Each of these films zooms in on human choices and beliefs, and strives to tear
down misconceptions about Islam and Muslim/Arab/Asian culture. As the festival
concludes its New York
run in the next two weeks and begins its tour of other major US
cities, Muslims and non-Muslims alike would do well to view any one of these
films.
IslamOnline.net
will be reviewing these following seven films in the next weeks. Here are
synopses of what is to come:
DISCORDIA
(New
York premiere), Ben Addelman and
Samir Mallal,
Canada,
2004, 71 m, documentary
Collegiate
free speech passions ignite at Montreal’s
Concordia
University
when it is announced that the former Prime Minister of Israel, Benjamin
Netanyahu, will speak. Students on both sides of the issue—pro-Israel and
pro-Palestinian—as well as those in between, clash in a day’s worth of
debate that explodes into violent confrontation. That riot makes it way around
the world courtesy of media like CNN and Al-Jazeera. The film focuses on three
young students: Samer, the son of Palestinians who lost their land in 1967;
Noah, the co-president of the Jewish students’ association that is sponsoring
Netanyahu’s visit; and Aaron, vice president of the student council, who
happens to be a Jew sympathetic to the Palestinian cause.
THE
KITE (New
York premiere), Randa
Chahal-Sabbag, France/Lebanon,
2003, 80m, drama
This
drama set in Chahal-Sabbag’s native Lebanon introduces us to 16-year-old Lamia
on her wedding day. She must cross over a barbed-wire barrier separating her
from her fiancé (and cousin) Samy, whose village is now part of Israel. The
heavily watched border only allows newlyweds and corpses to pass to their home
villages. Lamia
leaves her family, school, and former life (and her kite) to marry Samy. But on
her way over she begins to fall in love with a border patrolman who has watched
her for a long time, which leads her to reject her marriage.

Parts of the exercise:
• A. Recast the paragraph of the film festival passage that begins "Collegiate free speech passions ignite" as a brief bulleted list that keeps its main facts.
• B. Carry the film festival passage forward from its final sentence.
The records that follow have no connection to the film festival passage.

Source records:
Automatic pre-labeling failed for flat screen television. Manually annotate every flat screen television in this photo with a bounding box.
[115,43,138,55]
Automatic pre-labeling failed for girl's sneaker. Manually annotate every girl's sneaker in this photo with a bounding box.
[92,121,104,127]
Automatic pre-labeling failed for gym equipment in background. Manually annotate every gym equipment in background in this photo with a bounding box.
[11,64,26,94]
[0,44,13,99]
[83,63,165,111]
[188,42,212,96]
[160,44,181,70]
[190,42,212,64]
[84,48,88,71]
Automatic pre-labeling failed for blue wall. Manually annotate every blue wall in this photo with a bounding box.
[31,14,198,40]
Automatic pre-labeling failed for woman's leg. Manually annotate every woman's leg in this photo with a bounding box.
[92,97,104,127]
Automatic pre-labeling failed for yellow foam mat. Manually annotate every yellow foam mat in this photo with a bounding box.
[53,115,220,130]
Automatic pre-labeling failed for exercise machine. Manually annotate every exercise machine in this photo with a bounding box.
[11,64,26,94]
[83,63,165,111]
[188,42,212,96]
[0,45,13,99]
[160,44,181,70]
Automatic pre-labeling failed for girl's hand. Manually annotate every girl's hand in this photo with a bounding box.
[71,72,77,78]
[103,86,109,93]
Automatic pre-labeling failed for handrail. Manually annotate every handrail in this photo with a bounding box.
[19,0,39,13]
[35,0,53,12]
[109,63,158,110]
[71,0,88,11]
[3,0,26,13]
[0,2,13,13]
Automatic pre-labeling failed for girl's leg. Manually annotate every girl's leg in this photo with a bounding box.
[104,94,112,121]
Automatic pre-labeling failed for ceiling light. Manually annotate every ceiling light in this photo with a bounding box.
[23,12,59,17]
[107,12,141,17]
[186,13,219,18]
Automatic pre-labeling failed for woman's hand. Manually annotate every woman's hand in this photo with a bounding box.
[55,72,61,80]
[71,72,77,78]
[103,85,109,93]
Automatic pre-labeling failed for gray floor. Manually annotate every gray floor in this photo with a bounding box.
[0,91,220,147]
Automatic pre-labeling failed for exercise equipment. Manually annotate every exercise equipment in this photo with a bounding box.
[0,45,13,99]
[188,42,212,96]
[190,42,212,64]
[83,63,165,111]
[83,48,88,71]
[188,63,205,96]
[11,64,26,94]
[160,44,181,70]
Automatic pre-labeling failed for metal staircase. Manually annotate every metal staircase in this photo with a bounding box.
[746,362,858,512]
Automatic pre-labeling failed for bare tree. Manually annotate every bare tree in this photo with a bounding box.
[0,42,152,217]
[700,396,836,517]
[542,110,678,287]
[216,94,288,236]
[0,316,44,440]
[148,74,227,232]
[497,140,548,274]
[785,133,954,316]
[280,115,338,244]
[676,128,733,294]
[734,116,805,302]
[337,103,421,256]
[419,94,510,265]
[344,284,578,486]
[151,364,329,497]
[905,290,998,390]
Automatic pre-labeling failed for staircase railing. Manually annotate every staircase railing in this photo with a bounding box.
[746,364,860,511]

Expected responses:
• A.
- Setting: Concordia University in Montreal, after it is announced that former Israeli Prime Minister Benjamin Netanyahu will speak.
- Conflict: pro-Israel and pro-Palestinian students, along with those in between, clash in a day of debate that erupts into violent confrontation.
- Coverage: the riot is carried around the world by media such as CNN and Al-Jazeera.
- Focus: three students:
  - Samer, son of Palestinians who lost their land in 1967
  - Noah, co-president of the Jewish students' association sponsoring Netanyahu's visit
  - Aaron, vice president of the student council, a Jew sympathetic to the Palestinian cause

• B.
A
PLACE UNDER THE HEAVENS
(New York
premiere), Sabiha Sumar,
Pakistan,
2003, 53m, documentary
When
Pakistan
was born from India
in 1947, so began a study into the formation of an Islamic country. Sumar
explores the role of women in the country through the marriage of Islam and the
state. How have Pakistani women survived and thrived as the country swung from
Islamic modernism to fundamentalism? Through a mix of interviews, the film
focuses on the rise of madrassas, or religious schools, and shows the
impetus driving a young mother who is encouraging her child to become a
religious martyr when he grows up. The reasons for the choices individual
Pakistani women make are extremely nuanced and often misconceived by the rest of
the world, Sumar shows. Her film is a compelling look at the uneasy balance of
power between liberal and conservative extremes in Pakistan.
LEILA,
Dariush Mehrjui,
Iran,
1999, 129m, drama
This
film showcases the Human Rights Watch’s commitment to bring rarely seen older
films with human rights themes to a wider global audience. Leila is a
first run release that looks at Iranian society through the story of Reza and
Leila. This affluent, deeply committed young couple is heartbroken to learn
Leila cannot conceive a child. Drawing on seldom-used religious allowances,
Reza’s mother advises him to take a second wife solely to conceive a child.
His excruciating choice sets up an agonizing and moving love story.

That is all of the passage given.